- **YOUR OBJECTIVE**: Every record must be transcribed in its entirety, apart from the images, which are to be omitted.
LISTED RECORDS Block Start
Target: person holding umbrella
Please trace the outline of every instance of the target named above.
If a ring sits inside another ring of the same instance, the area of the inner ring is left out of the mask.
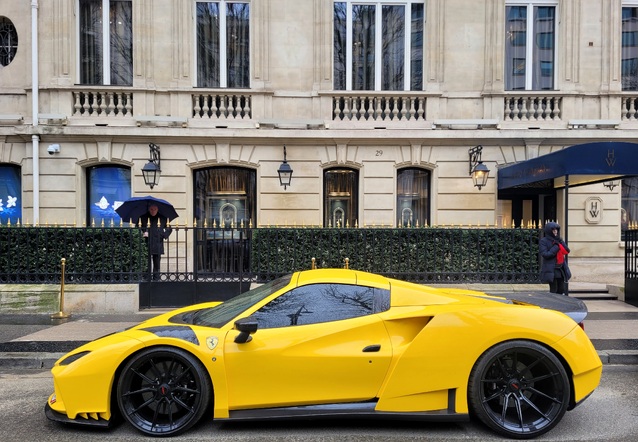
[[[168,201],[152,196],[130,198],[115,211],[123,220],[138,224],[146,238],[153,279],[159,279],[160,261],[164,254],[164,240],[173,229],[169,221],[177,218],[177,212]]]
[[[153,280],[159,279],[160,261],[164,254],[164,240],[167,239],[173,229],[168,225],[164,215],[159,213],[157,204],[148,206],[148,213],[140,218],[140,225],[144,238],[147,238],[148,249],[153,265]]]

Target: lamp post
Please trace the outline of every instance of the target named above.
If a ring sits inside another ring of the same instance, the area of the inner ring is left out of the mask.
[[[290,186],[290,181],[292,180],[292,168],[288,161],[286,161],[286,146],[284,146],[284,162],[281,163],[279,169],[277,169],[277,173],[279,174],[279,184],[284,186],[284,190],[286,187]]]
[[[160,167],[160,147],[149,143],[148,148],[150,157],[148,163],[142,168],[142,176],[144,177],[144,184],[152,189],[159,183],[160,173],[162,172]]]
[[[475,146],[468,151],[470,156],[470,175],[474,182],[474,187],[479,190],[487,184],[487,178],[490,175],[490,169],[481,161],[481,152],[483,146]]]

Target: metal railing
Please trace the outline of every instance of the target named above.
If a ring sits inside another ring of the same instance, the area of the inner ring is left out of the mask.
[[[638,306],[638,228],[625,231],[625,302]]]

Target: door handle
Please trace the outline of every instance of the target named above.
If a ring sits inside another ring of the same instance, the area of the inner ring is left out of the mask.
[[[363,348],[364,353],[375,353],[379,350],[381,350],[381,345],[379,344],[368,345],[367,347]]]

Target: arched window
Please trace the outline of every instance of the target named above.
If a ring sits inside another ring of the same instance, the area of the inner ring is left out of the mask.
[[[131,169],[122,166],[95,166],[86,170],[87,204],[86,224],[119,226],[120,216],[115,212],[120,204],[131,197]],[[129,222],[129,220],[122,220]]]
[[[19,166],[0,164],[0,224],[22,219],[22,179]]]
[[[430,172],[401,169],[397,172],[397,226],[430,225]]]
[[[324,172],[324,227],[354,227],[358,224],[359,172],[329,169]]]
[[[257,225],[256,173],[239,167],[211,167],[194,172],[195,219],[199,226]]]

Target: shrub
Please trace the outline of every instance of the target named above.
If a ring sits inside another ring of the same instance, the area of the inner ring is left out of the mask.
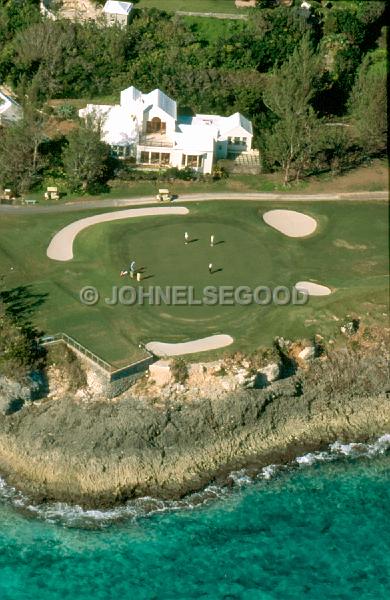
LISTED RECORDS Block End
- **TASK SOLUTION**:
Target: person holding umbrella
Please trace the outline of every instance of the target named above.
If a ring sits inside another ring of the same instance, the area of the inner ring is left out of the mask.
[[[168,201],[152,196],[130,198],[115,211],[123,220],[138,224],[146,238],[153,279],[159,279],[160,261],[164,254],[164,240],[173,229],[169,221],[177,218],[177,212]]]
[[[153,280],[159,279],[160,261],[164,254],[164,240],[167,239],[173,229],[168,225],[164,215],[159,213],[157,204],[148,206],[148,213],[140,218],[140,225],[144,238],[147,238],[148,249],[153,265]]]

Target: lamp post
Please trace the outline of every instance of the target named above.
If a ring sits inside another ring of the same instance, the area of the inner ring is left out of the mask.
[[[290,186],[290,181],[292,180],[292,168],[288,161],[286,161],[286,146],[284,146],[284,162],[281,163],[279,169],[277,169],[277,173],[279,174],[279,184],[284,186],[284,190],[286,187]]]
[[[160,167],[160,147],[149,143],[148,148],[150,157],[148,163],[142,168],[142,176],[144,177],[144,184],[152,189],[159,183],[160,173],[162,172]]]
[[[475,146],[468,151],[470,156],[470,175],[474,182],[474,187],[479,190],[487,184],[487,178],[490,175],[490,169],[481,161],[481,152],[483,146]]]

Target: metal railing
Please trace the outline of every instance of the target named above.
If a ring sits inside another ring of the same instance, the area of the inner ring is left out of the mask.
[[[638,306],[638,228],[625,231],[625,302]]]

Target: door handle
Please trace the outline of every instance of the target named above.
If a ring sits inside another ring of the same instance, the area of the inner ring is left out of the mask.
[[[363,348],[364,353],[375,353],[379,350],[381,350],[381,345],[379,344],[368,345],[367,347]]]

Target: arched window
Please trace the outline of every instance of the target named above.
If a ring sits inside another ring of the same instance, the area of the inner ring is left out of the mask.
[[[131,169],[122,166],[95,166],[86,170],[87,204],[86,224],[119,226],[120,216],[115,212],[120,204],[131,197]],[[129,222],[129,220],[122,220]]]
[[[19,166],[0,164],[0,224],[22,219],[22,179]]]
[[[430,172],[401,169],[397,172],[397,226],[430,225]]]
[[[324,172],[324,227],[354,227],[358,224],[359,172],[329,169]]]
[[[257,225],[256,173],[239,167],[211,167],[194,172],[195,219],[199,226]]]

Target: shrub
Please trace the outline of every instance of the target named above.
If a ring sits inside another ring of the same instance, the area of the inner ring is left out of the mask.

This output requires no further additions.